### The task
Could the listing below be returned exactly, with its pictures left out?

### Dataset extract
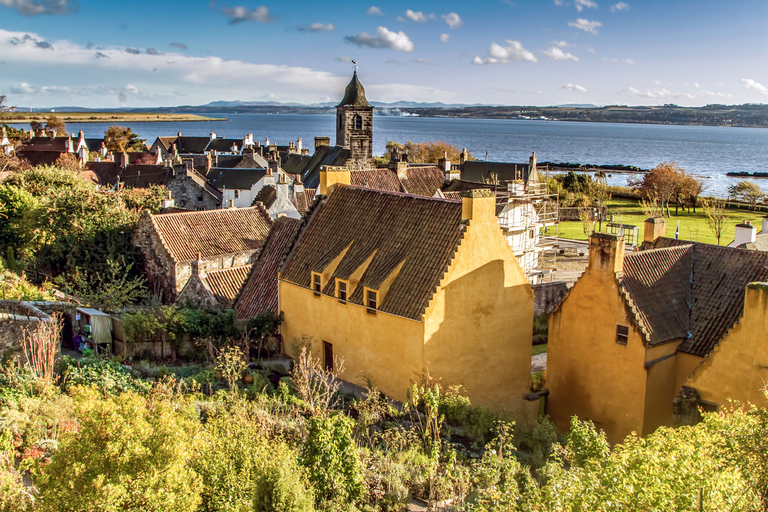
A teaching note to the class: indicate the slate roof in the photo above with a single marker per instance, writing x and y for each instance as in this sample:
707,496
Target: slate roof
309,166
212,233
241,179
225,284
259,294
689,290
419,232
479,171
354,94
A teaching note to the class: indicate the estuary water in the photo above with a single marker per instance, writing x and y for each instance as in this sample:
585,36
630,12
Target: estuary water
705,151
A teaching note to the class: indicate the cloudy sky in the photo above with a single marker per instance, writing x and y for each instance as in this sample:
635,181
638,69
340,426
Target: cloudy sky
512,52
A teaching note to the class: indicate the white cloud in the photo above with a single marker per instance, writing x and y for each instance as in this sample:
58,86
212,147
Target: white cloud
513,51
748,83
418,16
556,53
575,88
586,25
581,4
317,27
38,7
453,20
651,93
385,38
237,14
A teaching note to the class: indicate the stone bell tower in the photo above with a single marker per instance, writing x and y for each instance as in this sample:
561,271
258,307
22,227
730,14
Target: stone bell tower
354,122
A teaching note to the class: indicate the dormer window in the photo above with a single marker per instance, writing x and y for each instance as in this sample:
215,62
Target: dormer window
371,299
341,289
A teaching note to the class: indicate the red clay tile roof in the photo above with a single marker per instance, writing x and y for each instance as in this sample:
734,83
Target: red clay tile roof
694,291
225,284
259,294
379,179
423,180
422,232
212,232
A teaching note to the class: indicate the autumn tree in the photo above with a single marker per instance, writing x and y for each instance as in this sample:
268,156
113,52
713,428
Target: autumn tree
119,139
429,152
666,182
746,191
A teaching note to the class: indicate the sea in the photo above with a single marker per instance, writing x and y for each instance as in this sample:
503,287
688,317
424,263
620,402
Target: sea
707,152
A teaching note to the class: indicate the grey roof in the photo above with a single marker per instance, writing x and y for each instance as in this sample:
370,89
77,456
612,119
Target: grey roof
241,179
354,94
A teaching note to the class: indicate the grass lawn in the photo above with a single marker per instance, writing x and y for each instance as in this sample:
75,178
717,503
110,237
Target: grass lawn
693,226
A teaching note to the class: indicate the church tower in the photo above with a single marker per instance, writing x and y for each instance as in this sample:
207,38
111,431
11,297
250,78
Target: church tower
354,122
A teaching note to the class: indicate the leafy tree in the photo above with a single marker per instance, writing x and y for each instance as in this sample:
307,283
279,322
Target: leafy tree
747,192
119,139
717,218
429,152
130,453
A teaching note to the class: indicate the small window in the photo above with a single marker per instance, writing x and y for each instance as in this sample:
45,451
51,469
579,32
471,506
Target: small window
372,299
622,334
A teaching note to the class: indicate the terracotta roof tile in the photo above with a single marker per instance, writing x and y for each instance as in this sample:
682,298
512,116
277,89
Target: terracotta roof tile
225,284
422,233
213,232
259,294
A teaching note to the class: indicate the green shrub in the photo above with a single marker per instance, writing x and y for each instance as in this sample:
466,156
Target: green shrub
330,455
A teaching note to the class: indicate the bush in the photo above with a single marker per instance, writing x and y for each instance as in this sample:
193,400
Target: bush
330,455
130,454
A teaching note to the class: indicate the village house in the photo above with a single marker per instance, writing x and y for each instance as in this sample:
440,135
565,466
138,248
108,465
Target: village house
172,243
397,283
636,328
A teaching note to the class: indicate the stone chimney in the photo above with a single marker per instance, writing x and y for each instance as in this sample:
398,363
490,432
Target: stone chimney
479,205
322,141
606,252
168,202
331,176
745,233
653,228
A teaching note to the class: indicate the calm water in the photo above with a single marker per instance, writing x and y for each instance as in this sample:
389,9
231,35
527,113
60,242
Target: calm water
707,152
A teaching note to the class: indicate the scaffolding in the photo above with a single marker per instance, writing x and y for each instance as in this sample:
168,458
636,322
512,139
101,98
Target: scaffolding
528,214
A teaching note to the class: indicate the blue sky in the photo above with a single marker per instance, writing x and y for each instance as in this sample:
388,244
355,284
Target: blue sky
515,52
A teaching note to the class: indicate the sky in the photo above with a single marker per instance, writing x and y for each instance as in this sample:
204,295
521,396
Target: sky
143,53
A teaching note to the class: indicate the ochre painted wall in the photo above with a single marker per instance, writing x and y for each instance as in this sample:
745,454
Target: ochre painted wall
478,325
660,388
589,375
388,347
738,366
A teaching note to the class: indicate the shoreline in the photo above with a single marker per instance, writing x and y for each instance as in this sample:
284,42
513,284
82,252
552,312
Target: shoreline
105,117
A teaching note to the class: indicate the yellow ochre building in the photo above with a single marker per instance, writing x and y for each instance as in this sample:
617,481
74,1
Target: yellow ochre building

### Result of this task
A teaching note to the class: indicate the slate roof in the photo above with a single marker per instance, writing x and y for each instance as in this sample:
707,496
Target: slate roof
309,166
212,233
241,179
225,284
259,294
689,290
419,232
479,171
354,94
A teaching note to the class: indicate the estuary water in the photo above with a single marker per instance, writing x and y for each instance as in this sample:
585,36
630,12
Target: estuary water
705,151
A teaching note to the class: indicate the cloudy sky in the photo above with a single marker per instance, writing x and y for each instance as in this sample:
635,181
638,69
340,426
Target: cloudy sky
512,52
A teaching note to the class: indicate the white cloud in the photo above with a single marker per instance, writing x and y for each instance as in this sample:
58,86
212,147
Target: white cloud
513,51
748,83
418,16
556,53
575,88
586,25
581,4
317,27
38,7
453,20
651,93
385,38
237,14
A teaching note to the class: indicate the stone bell tower in the photo above with a single marker per instance, writing x and y for each instance as in this sample:
561,271
258,307
22,227
730,14
Target: stone bell tower
354,122
A teaching note to the class: indicate the dormer window in the photo above with a single marker per instance, writing x and y for each instance as in this sample:
215,62
Target: dormer window
371,299
341,289
A teaching note to the class: indicate the red clay tile roof in the photo above with a single marker per instance, writing x and y for each instance as in this sample:
734,83
Target: red clay tile roof
694,291
225,284
259,294
379,179
423,180
422,232
212,232
A teaching note to the class: indicate the autumn tree in the photo above with a single marker per instance, writing x and y for each instance as in this sample:
268,156
113,52
713,428
Target: autumn tree
119,139
429,152
666,182
746,191
A teaching note to the class: indicate the sea in the photo above with a single marker per instance, writing x and y for each instance as in this sample:
503,287
688,317
424,263
620,402
Target: sea
707,152
A teaching note to the class: indicate the grey roof in the photo above with a single marker per instance, writing x and y for each instance as in this sample:
370,89
77,456
612,119
Target: grey roof
241,179
354,94
A teaching note to the class: indicate the grass lawn in the photo above with a single marker per instance, writing x and y for each instance as in this sample:
75,178
717,503
110,237
Target: grass lawn
693,226
A teaching note to the class: indicate the church tower in the photo above with a single marker per instance, writing x and y for each instance as in this sample:
207,38
111,431
11,297
250,78
Target: church tower
354,122
A teaching note to the class: indicate the leafy tree in the photo above with a single marker per instance, writing x and y for each instance as in this sample:
307,283
279,322
Target: leafy tree
747,192
119,139
717,218
429,152
130,453
A teaching note to the class: indicate the small window in the photo above with a single marker per instance, writing x and y for each instance as in this sample:
45,451
51,469
579,32
471,506
Target: small window
372,299
622,334
A teaching note to the class: indicate the terracotta roof tile in the photo above with a single marker per instance, writing x and y for each instance as in this sample:
682,298
512,116
277,89
Target: terracotta roof tile
225,284
422,233
213,232
259,294
A teaching note to the class: indicate the green shrub in the photo above with a single marker per instance, writing x and y for each instance as in this sample:
466,156
Target: green shrub
330,455
A teaching note to the class: indicate the bush in the photo above with a single marker per instance, writing x and y for each instance as in this sample:
193,400
Target: bush
330,455
130,454
A teaching note to the class: indicate the village house in the photo above with a single marker per instance, writing x and y for each instance as in this sample:
440,135
565,466
138,248
108,465
Target: village house
172,243
397,283
636,328
A teaching note to the class: indicate the stone chimney in the photo above with a single marker per instance, writing x and y for each instance as in this sample:
398,363
490,432
Target: stone chimney
479,205
322,141
606,252
168,202
331,176
745,233
653,228
A teaching note to the class: indicate the calm water in the photo above with a single marker per instance, writing x and y for each instance as in this sample:
389,9
231,35
527,113
60,242
Target: calm water
707,152
A teaching note to the class: indicate the scaffolding in the photo above with a single marker per instance, writing x and y for each instance as in this sample:
168,458
636,322
512,139
101,98
Target: scaffolding
528,214
A teaching note to the class: indicate the blue sky in the photo above with a single marker per instance, writing x and y for each instance as in this sample:
388,244
355,284
Target: blue sky
515,52
A teaching note to the class: indicate the sky in the photo above with a single marker per instance, writing x and y for each instance as in this sample:
204,295
521,396
Target: sky
143,53
A teaching note to the class: indicate the ochre painted wall in the photo above with a single marker per instance, writing x and y for each instance as in this sample:
745,454
Target: ochre painted wall
478,325
660,388
589,375
388,347
738,366
A teaching note to the class: indicate the shoreline in the photo above with a single marker per instance, writing x and y for each instance as in this sample:
284,42
513,284
82,252
552,312
Target: shoreline
105,117
A teaching note to the class: indicate the yellow ochre building in the photo above with a single marker per instance, writing x and y for each instance as in this sample:
617,481
74,1
Target: yellow ochre building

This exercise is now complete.